* [Sección del documento]
::::::::
ESCRITOS SOBRE LA ENVIDIA

“La envidia es una declaración de inferioridad.”

Napoleón Bonaparte



Melanie Klein plantea que la envidia está separada de la frustración, no son los elementos frustrantes del objeto materno o de la situación ambiental los que provocan el impulso envidioso. Este impulso agresivo que es la envidia proviene del sujeto, es endógeno y su finalidad es atacar los aspectos buenos del objeto.

La envidia es primaria porque ataca al primer objeto con que se vincula la mente del bebé, el pecho materno y tiene sus raíces en la pulsión de muerte, lo que la hace constitucional y no relacional. Klein consideró la envidia como una fuente básica de la agresividad, pero al creer que aquélla era de naturaleza constitucional, unidad última de análisis, no desentrañó su estructura y su dependencia del narcisismo y de las vicisitudes de éste.
::::::::
* [Datos mostrados]
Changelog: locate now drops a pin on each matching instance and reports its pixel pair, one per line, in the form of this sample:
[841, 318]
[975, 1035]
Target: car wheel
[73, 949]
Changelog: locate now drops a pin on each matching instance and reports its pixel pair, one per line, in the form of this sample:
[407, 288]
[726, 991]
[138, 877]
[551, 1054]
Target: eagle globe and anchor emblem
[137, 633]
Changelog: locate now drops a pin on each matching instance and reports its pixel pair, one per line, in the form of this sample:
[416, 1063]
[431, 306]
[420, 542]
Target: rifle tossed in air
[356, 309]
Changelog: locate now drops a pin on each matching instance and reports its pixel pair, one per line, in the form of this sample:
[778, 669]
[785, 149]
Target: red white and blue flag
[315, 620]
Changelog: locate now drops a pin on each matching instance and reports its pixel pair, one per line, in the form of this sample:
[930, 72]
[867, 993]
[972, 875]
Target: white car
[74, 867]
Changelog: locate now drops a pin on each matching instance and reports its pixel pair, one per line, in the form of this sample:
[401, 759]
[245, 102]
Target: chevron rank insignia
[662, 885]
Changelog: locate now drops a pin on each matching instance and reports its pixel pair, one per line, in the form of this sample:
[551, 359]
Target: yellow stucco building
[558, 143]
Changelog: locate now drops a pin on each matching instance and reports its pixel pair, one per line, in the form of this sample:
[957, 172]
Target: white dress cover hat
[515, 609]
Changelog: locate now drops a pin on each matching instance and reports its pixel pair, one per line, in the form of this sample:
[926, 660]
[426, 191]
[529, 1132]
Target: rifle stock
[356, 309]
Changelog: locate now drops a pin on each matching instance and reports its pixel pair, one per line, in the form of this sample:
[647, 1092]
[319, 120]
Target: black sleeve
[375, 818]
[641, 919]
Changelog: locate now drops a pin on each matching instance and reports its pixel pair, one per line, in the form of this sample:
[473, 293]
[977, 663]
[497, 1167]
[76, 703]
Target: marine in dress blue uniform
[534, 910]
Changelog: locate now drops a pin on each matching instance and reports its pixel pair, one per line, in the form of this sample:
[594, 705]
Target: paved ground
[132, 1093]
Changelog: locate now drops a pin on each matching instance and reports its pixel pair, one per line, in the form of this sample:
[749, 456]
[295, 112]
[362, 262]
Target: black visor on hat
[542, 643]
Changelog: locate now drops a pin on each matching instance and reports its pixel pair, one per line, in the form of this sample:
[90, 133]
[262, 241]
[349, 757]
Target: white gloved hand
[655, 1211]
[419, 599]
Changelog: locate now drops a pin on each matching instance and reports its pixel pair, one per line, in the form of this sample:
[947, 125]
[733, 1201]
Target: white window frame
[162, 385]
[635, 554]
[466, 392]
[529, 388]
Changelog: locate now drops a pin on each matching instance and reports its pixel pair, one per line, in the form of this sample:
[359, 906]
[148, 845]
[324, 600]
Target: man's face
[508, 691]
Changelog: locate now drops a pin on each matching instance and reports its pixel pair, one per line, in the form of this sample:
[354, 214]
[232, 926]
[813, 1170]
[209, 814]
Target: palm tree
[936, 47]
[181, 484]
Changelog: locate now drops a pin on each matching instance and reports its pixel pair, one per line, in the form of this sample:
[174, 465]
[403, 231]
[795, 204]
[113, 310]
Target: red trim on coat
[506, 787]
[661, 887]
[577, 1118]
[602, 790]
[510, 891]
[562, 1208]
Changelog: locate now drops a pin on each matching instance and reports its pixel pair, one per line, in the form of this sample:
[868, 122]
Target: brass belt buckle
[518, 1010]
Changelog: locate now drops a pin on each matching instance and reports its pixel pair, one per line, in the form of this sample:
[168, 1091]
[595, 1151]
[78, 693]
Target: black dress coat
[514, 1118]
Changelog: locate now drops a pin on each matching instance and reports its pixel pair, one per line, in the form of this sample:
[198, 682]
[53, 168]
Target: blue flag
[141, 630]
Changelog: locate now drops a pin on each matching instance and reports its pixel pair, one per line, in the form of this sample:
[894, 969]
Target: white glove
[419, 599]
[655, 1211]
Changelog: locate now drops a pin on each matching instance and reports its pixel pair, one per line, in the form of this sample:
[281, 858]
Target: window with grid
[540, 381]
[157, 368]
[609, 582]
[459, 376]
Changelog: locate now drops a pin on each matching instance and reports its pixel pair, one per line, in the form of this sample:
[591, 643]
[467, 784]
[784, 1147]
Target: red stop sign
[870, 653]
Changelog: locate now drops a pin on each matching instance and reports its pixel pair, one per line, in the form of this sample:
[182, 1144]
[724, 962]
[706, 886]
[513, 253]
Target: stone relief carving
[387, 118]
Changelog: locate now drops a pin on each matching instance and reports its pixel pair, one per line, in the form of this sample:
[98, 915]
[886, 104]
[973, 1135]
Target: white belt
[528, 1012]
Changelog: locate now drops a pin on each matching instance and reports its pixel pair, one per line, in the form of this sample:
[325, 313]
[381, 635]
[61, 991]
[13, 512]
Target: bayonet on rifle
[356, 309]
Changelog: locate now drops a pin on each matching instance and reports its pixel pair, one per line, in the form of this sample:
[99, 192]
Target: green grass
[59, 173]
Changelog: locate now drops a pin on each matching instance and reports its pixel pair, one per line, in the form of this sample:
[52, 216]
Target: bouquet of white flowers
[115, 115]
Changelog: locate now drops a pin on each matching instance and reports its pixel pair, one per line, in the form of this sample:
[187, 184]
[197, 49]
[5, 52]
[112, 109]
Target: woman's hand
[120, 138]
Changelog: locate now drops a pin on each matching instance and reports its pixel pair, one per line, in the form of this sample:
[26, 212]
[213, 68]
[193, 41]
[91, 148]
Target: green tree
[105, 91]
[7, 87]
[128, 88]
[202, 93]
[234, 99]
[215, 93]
::::::::
* [Ejercicios propuestos]
a – Según el texto sobre la envidia, ¿en qué pulsión tiene sus raíces la envidia?
b – Transcriba del texto sobre la envidia el fragmento que va desde "La envidia es primaria" hasta "vicisitudes de éste.".

* [Respuestas]
a – En la pulsión de muerte.

b –
La envidia es primaria porque ataca al primer objeto con que se vincula la mente del bebé, el pecho materno y tiene sus raíces en la pulsión de muerte, lo que la hace constitucional y no relacional. Klein consideró la envidia como una fuente básica de la agresividad, pero al creer que aquélla era de naturaleza constitucional, unidad última de análisis, no desentrañó su estructura y su dependencia del narcisismo y de las vicisitudes de éste.